# Listed records:
-------

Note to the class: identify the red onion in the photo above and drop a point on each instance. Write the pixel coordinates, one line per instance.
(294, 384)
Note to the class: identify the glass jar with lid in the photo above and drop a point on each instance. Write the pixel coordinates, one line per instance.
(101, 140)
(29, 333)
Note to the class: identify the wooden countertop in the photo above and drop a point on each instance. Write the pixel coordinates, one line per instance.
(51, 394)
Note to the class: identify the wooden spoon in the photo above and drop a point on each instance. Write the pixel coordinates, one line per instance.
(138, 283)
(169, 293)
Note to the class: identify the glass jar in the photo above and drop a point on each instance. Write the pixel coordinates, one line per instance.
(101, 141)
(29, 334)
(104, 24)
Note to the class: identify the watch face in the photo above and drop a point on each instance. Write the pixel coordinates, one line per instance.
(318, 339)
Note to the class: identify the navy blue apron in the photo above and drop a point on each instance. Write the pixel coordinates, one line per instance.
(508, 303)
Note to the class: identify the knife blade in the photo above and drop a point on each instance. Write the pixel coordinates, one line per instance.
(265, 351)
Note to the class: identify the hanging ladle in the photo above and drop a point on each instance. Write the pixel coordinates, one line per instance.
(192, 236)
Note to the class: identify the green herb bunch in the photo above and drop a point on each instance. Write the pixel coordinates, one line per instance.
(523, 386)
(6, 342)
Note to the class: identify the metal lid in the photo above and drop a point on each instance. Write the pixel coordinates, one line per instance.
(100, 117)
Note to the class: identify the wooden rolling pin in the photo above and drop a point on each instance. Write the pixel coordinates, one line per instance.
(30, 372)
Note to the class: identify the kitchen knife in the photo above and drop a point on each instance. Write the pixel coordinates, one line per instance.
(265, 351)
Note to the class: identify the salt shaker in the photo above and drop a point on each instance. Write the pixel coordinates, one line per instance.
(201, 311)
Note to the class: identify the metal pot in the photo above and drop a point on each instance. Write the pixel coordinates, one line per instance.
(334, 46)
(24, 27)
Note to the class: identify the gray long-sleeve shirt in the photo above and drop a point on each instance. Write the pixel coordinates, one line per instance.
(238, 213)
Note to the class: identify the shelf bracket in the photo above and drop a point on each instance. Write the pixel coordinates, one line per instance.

-------

# What is required:
Repeat the material above in full, keeping every word.

# Task result:
Note to the class: identify the red onion in the photo above and drop a point on each instance. Write the pixel coordinates, one line per instance.
(294, 384)
Note to the class: identify the glass jar with lid in the photo above and drop a point on each instance. Write the pixel coordinates, one line per instance.
(101, 140)
(29, 333)
Note to the class: identify the wooden countertop in the photo above and drop a point on each instance. Write the pixel coordinates, one line per instance.
(51, 394)
Note to the class: identify the wooden spoon in the photo above and drop a point on each instance. Write the pixel coordinates, one line per instance.
(138, 283)
(169, 293)
Note to the class: identify the glass jar in the photo above and drop a point on each instance. Write the pixel coordinates, one line per instance.
(101, 141)
(29, 334)
(104, 24)
Note to the class: identify the watch face in the photo above and drop a point on each instance. Write the pixel coordinates, one line per instance.
(318, 339)
Note to the class: identify the navy blue apron in the photo above and drop a point on each instance. Write the pixel coordinates, one line per instance.
(508, 303)
Note to the class: identify the knife blade in the photo above and drop a point on each instance. Write the pixel coordinates, one line per instance.
(265, 351)
Note to the class: identify the hanging ladle in the photo above and drop a point on each instance. Write the pixel coordinates, one line per instance.
(192, 236)
Note to the class: identify the green herb bunch in the photo above and drop a point on each instance. Write the pixel coordinates, one line per instance.
(523, 386)
(6, 342)
Note to the class: identify the metal lid in the photo above and drop a point on each instance. Write the pixel coordinates, one line per instance.
(100, 117)
Note to the class: identify the wooden rolling pin in the photo above and drop a point on each instance. Write the pixel coordinates, one line per instance.
(30, 372)
Note to the class: identify the kitchen knife in the photo above and drop a point on each instance. Write the pixel coordinates, one line per instance.
(265, 351)
Note to the class: identify the salt shaker in the photo above and drop a point on each instance. Write the pixel coordinates, one line per instance.
(201, 311)
Note to the class: identify the metal pot in the photo above and drop a point on each instance. Write the pixel coordinates, one line per instance.
(334, 46)
(24, 27)
Note to the class: identify the gray long-sleeve shirt in the photo above and drop a point on each instance. Write the pixel coordinates, one line per instance.
(238, 213)
Note to the class: identify the shelf bracket in the photo above and drop a point on each instance. Write the pixel coordinates, one line per instance.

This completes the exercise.